• ABOUT THIS EXERCISE: What you give back should be exactly the opening lines of the data, ending with the line that contains "Target: aster flower" and including it.

Natural-language object grounding data:
*** Block opens ***
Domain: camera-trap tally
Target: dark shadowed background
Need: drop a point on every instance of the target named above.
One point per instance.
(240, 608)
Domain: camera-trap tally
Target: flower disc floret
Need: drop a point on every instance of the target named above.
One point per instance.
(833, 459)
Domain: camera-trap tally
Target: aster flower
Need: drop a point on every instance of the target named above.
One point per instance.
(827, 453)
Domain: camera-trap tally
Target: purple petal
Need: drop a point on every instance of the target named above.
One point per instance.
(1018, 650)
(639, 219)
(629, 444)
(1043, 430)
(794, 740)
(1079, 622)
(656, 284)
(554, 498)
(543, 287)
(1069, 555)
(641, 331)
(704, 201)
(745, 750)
*** Block closes ***
• YOUR SOLUTION:
Domain: camera-trap tally
Target: dark shadowed background
Need: drop a point on every instance of the target named above.
One point per instance.
(240, 608)
Domain: camera-trap tally
Target: flower disc floret
Need: drop a point on every instance of the target named above.
One point per instance.
(833, 459)
Domain: camera-trap tally
Target: aster flower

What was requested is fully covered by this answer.